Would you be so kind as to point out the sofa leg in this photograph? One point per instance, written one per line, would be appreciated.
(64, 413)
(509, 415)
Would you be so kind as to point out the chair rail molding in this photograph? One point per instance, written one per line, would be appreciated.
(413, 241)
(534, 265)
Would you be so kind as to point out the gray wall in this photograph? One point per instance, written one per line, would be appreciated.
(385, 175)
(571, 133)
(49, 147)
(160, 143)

* * *

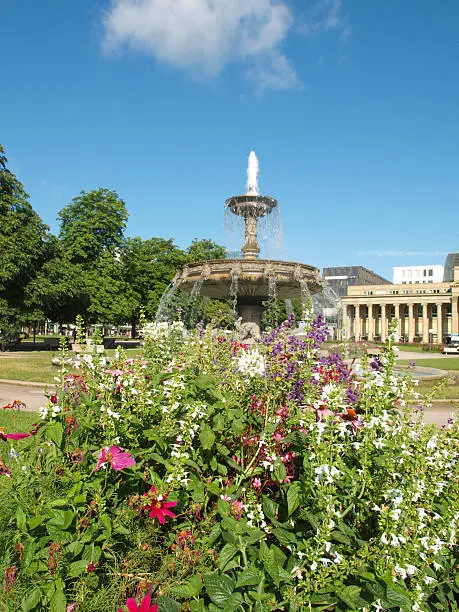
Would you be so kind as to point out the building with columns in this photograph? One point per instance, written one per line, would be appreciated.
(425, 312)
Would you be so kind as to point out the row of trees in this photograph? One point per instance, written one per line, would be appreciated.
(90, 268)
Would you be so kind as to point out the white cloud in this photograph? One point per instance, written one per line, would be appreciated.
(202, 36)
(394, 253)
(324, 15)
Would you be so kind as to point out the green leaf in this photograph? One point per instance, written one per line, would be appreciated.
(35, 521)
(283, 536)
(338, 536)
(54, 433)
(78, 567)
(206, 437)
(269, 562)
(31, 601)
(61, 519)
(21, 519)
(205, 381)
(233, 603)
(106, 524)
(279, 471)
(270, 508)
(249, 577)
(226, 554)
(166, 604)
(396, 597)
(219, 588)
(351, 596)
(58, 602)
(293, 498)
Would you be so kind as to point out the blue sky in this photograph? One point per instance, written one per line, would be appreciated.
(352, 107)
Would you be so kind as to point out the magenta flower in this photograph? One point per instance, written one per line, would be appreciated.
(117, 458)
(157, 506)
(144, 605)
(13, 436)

Written instruction.
Which lines of the material above contain the string "cloud"? Pull out each of them in full, treating uppercase and lowercase letters as distinct.

The result.
Would you be so kind as to point out the white cloud in this photograph? One point per instance, written one per line, would be appreciated.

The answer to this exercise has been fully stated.